On January 18, 2001, Pacific Gas and Electric Company (PG&E) filed an
emergency application with the CPUC requesting that SoCalGas be
ordered to purchase natural gas or supply available natural gas to
meet PG&E's core procurement needs. Some of PG&E's suppliers are
declining to sell natural gas to PG&E due to its poor credit rating.
Although SoCalGas has agreed to supply a limited amount of natural gas
to PG&E through March 31, 2001 (secured by PG&E customer receivables),
it is still urging rejection of the request which, if approved, could
severely jeopardize SoCalGas' ability to serve its own customers
because of cash flow considerations.

Restructuring Of Electric Distribution

Thus far, the CPUC's electric industry restructuring has been confined
to generation. Transmission and distribution have remained subject to
traditional cost-of-service regulation. However, the CPUC is exploring
the possibility of opening up electric distribution to competition. A
CPUC staff report on this issue was submitted to the CPUC in July
2000, with dissenting opinions recommending against changing electric
distribution regulation at this time due to the current state of
electric industry restructuring. A proposed decision is expected in
mid-2001.
● ● ● ● ● ● ●
▸ GOALS
1) Answer these questions about the PG&E and SoCalGas text.
(a) On what date did PG&E file its emergency application with the CPUC?
(b) Until what date has SoCalGas agreed to supply a limited amount of natural gas to PG&E?
(c) When was the CPUC staff report on opening electric distribution to competition submitted?
2) Render the records as a Markdown table with the columns Row and Line, beginning at the start of the records and stopping after the line that contains "[(187, 61)]". Leave out the pictures and any blank lines.
The text and the records have nothing to do with each other.

▸ RECORDS PROVIDED
● ● ● ● ● ● ●
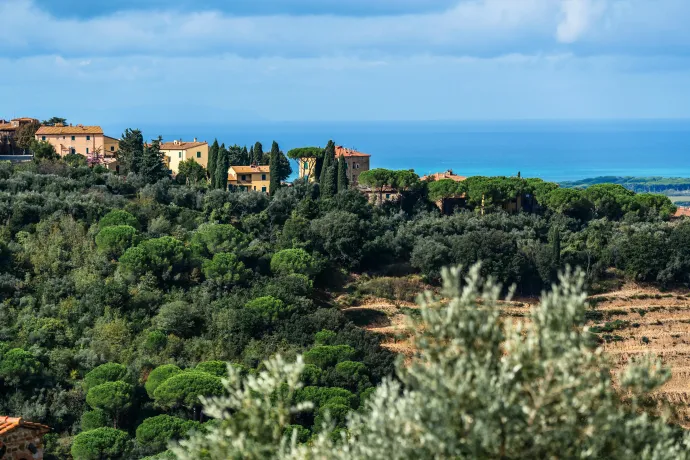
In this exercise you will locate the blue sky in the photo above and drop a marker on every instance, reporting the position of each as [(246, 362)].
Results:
[(187, 61)]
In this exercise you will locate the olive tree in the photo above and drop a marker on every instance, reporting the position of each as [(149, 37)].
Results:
[(480, 386)]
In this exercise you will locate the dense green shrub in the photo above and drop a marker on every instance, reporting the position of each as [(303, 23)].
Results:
[(293, 261), (118, 217), (184, 389), (97, 418), (217, 368), (101, 443), (115, 240), (155, 433), (160, 375), (325, 356)]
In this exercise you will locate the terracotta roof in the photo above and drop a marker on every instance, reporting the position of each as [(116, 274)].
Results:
[(250, 169), (78, 129), (180, 145), (682, 211), (342, 151), (444, 175), (8, 424)]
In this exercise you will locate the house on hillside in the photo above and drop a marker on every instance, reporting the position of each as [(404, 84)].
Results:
[(8, 135), (21, 440), (88, 141), (449, 203), (357, 163), (449, 174), (250, 178), (177, 151), (380, 196)]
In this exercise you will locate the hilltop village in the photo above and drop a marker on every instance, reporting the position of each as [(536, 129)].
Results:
[(248, 170), (132, 272)]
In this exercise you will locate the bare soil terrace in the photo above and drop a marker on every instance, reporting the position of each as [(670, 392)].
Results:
[(631, 321)]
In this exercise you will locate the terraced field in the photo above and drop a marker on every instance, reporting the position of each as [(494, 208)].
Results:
[(632, 321), (637, 321)]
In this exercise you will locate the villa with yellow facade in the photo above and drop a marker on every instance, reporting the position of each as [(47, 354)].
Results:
[(250, 178), (357, 163), (81, 140), (176, 152)]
● ● ● ● ● ● ●
▸ EXPECTED RESPONSES
1)
(a) January 18, 2001
(b) March 31, 2001
(c) July 2000

2)
| Row | Line |
|---|---|
| 1 | In this exercise you will locate the blue sky in the photo above and drop a marker on every instance, reporting the position of each as [(246, 362)]. |
| 2 | Results: |
| 3 | [(187, 61)] |